JOB — Return every line of the data below that contains the string "approximate", treating uppercase and lowercase as different.

*** EXERCISE INPUTS Section Begins ***

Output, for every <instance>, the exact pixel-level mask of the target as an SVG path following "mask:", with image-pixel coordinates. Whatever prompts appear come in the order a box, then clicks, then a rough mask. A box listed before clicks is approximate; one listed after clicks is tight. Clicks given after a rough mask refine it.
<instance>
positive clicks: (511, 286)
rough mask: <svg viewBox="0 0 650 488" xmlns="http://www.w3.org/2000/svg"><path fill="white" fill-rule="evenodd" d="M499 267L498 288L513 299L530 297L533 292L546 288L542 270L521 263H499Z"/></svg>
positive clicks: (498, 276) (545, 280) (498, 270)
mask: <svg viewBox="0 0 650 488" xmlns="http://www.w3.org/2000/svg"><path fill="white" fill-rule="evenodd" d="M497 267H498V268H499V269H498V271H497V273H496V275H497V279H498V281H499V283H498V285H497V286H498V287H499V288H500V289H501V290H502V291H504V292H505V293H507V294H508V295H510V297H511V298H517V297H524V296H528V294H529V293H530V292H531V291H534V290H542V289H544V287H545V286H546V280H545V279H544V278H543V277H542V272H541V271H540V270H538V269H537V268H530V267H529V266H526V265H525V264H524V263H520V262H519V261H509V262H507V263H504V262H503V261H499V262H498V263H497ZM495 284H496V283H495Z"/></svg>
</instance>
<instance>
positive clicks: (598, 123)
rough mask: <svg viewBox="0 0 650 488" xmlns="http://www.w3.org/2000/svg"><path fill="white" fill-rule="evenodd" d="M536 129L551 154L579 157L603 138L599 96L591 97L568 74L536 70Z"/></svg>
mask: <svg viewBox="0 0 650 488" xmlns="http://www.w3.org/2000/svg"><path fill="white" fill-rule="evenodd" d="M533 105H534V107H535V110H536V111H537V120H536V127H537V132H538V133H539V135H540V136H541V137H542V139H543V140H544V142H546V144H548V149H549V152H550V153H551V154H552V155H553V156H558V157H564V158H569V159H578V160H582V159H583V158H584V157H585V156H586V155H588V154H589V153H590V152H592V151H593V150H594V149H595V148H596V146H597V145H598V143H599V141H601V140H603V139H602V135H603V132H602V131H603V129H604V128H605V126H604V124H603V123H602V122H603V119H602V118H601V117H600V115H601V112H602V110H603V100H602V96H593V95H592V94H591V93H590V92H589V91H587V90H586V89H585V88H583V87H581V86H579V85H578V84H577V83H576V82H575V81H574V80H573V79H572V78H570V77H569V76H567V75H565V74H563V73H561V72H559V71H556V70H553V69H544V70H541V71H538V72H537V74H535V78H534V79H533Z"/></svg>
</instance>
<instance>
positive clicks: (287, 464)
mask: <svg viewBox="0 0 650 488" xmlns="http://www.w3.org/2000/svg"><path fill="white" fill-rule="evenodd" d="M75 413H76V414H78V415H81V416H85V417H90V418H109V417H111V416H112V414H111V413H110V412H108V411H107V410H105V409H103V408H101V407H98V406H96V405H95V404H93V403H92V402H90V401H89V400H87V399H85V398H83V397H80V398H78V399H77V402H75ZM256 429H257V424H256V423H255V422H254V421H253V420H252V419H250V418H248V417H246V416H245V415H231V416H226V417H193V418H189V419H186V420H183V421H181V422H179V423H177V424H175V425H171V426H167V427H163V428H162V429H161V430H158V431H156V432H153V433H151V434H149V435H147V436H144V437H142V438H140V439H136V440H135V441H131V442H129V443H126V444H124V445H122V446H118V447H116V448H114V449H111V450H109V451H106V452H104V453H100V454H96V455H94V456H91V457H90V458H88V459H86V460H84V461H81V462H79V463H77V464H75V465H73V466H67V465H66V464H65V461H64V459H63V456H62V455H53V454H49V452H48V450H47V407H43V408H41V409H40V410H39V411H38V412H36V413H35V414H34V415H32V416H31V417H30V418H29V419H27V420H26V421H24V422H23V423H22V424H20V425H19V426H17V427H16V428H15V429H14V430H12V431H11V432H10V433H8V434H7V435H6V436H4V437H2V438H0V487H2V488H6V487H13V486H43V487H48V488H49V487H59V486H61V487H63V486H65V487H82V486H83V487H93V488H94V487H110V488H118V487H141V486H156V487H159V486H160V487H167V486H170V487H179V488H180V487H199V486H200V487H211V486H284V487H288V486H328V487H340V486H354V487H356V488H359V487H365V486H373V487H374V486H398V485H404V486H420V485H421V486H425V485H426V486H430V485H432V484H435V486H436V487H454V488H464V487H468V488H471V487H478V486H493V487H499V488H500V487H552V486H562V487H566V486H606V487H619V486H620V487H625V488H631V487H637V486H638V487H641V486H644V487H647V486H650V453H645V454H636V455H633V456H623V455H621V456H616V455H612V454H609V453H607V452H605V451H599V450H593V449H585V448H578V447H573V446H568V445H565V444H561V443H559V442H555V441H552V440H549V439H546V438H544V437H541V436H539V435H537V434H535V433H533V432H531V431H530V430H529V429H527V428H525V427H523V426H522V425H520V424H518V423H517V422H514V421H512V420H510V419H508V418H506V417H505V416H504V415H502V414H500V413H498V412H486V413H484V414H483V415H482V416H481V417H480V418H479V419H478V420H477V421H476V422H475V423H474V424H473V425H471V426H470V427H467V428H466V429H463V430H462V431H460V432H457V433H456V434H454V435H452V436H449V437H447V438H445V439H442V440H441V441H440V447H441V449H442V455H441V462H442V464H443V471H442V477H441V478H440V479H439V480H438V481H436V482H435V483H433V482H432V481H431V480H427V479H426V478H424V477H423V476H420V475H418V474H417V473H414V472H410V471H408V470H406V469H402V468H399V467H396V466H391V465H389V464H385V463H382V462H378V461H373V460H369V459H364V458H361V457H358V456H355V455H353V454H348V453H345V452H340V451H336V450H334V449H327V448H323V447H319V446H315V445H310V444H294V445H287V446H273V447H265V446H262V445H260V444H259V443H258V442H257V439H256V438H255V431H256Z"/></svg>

*** EXERCISE INPUTS Section Ends ***
*** EXERCISE INPUTS Section Begins ***

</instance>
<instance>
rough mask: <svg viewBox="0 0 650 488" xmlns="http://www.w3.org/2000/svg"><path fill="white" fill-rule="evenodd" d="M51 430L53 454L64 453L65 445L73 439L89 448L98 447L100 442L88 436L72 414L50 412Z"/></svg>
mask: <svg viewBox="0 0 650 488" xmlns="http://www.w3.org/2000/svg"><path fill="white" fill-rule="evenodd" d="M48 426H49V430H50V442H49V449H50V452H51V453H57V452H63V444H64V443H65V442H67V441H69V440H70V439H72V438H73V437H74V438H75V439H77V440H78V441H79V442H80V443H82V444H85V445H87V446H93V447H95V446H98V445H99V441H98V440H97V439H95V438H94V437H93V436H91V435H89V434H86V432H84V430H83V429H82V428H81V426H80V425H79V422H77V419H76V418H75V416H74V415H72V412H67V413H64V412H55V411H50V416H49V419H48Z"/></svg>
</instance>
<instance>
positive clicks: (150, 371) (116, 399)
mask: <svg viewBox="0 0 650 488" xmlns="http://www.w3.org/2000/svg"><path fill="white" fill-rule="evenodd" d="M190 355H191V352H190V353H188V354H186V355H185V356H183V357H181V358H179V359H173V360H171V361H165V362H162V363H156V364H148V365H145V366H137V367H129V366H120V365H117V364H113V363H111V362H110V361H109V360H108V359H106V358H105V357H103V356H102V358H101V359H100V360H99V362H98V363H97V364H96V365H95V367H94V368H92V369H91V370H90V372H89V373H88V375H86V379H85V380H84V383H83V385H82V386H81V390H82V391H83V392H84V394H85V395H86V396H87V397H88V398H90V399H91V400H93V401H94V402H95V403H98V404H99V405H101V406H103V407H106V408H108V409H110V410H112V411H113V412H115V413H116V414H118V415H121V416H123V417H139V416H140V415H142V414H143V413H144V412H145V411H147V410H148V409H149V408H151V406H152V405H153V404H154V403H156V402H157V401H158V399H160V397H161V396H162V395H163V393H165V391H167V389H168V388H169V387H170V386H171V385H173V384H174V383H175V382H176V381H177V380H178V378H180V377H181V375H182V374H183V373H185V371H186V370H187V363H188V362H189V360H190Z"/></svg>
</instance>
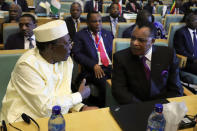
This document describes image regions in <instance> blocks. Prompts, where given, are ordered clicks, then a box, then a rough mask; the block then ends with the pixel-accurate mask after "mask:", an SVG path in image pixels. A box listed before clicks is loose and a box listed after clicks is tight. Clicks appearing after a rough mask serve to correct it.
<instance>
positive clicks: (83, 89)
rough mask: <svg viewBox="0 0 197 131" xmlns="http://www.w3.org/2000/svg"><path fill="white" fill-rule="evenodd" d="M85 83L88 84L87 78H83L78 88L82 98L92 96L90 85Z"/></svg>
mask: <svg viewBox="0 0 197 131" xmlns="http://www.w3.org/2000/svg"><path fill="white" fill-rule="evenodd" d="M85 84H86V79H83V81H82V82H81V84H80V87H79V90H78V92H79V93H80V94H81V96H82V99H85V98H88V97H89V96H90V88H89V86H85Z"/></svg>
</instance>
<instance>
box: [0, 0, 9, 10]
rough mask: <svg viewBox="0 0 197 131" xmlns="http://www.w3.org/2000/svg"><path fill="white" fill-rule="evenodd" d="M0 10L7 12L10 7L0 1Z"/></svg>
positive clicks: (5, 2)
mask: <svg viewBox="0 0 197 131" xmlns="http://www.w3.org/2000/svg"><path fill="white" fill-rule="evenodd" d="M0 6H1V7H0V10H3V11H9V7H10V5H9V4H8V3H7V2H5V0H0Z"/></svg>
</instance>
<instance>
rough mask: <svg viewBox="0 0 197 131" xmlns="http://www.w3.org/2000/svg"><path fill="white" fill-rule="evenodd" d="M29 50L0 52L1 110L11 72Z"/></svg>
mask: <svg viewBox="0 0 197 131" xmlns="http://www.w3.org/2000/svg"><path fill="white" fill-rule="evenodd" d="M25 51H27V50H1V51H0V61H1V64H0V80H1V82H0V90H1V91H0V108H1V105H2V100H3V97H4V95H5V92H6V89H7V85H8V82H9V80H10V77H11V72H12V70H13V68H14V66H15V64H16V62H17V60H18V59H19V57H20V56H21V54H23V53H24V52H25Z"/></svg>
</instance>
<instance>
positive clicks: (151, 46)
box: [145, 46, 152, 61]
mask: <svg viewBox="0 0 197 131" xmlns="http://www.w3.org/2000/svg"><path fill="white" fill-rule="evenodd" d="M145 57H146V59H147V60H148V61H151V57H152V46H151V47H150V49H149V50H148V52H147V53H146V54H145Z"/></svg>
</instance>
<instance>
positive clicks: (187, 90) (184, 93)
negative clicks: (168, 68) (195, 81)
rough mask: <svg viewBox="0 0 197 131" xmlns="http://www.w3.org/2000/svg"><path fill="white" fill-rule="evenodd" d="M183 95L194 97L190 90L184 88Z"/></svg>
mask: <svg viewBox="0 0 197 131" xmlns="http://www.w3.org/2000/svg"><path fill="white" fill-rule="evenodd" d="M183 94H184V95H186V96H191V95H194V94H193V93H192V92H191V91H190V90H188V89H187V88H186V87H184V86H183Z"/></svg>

*** EXERCISE INPUTS Section Ends ***
*** EXERCISE INPUTS Section Begins ***

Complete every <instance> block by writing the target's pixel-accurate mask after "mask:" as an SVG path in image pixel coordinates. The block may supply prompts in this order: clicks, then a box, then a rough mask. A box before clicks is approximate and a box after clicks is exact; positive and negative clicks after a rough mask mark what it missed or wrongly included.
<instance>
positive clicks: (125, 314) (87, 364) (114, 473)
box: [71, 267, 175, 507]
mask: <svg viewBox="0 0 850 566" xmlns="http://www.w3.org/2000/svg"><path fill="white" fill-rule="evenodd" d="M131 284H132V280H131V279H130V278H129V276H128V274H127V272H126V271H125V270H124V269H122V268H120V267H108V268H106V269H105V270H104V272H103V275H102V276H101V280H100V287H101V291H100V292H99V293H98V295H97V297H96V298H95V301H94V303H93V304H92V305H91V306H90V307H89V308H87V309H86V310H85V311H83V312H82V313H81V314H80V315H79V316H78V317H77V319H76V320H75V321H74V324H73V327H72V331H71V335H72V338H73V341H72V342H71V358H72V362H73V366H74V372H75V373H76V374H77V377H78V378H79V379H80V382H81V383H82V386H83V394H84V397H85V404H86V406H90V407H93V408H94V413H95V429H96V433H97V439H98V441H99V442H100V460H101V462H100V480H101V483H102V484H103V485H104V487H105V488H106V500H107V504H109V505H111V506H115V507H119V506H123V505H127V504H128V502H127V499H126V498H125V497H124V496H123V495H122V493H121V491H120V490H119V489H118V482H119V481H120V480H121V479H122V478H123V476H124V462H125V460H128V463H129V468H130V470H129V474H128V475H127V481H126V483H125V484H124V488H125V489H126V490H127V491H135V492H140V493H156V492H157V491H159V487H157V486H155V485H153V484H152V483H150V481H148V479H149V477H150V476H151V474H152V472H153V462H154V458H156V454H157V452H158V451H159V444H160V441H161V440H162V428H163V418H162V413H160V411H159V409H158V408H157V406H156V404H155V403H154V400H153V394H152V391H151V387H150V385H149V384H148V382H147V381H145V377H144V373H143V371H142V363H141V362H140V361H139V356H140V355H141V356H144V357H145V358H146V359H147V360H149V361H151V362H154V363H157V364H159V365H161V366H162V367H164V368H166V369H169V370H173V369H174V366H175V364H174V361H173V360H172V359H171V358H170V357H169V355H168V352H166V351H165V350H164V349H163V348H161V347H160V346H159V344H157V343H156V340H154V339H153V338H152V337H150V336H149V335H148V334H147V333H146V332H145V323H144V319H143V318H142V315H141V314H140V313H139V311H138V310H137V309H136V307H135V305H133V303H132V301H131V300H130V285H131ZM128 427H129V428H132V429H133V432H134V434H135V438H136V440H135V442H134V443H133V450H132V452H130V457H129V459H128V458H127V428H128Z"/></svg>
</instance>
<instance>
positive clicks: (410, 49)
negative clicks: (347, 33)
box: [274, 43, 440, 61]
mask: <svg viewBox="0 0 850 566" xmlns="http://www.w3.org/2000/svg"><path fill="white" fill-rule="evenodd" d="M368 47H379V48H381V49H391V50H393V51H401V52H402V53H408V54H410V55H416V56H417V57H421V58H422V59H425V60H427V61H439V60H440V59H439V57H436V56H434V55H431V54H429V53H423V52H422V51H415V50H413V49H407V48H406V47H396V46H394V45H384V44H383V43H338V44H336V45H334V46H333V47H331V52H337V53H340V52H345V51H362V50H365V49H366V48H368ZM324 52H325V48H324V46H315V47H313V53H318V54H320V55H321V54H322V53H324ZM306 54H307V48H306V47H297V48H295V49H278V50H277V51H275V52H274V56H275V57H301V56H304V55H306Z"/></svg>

*** EXERCISE INPUTS Section Ends ***

RESPONSE TO THIS TASK —
Output, for every <instance>, the exact pixel-level mask of the target as an SVG path following "mask:", with image-pixel coordinates. Whatever prompts appear come in the order a box, then clicks, then a rough mask. A box listed before clicks is approximate; one listed after clicks is tight. Clicks given after a rough mask refine it.
Complete every <instance> block by writing the target's pixel-accurate mask after "mask:" as an SVG path in image pixel coordinates. The block may supply prompts in this order: clicks, then a box, then a rough mask. A box before clicks is approximate and a box after clicks is exact; positive and negative clicks after a rough mask mark what it missed or wrongly included.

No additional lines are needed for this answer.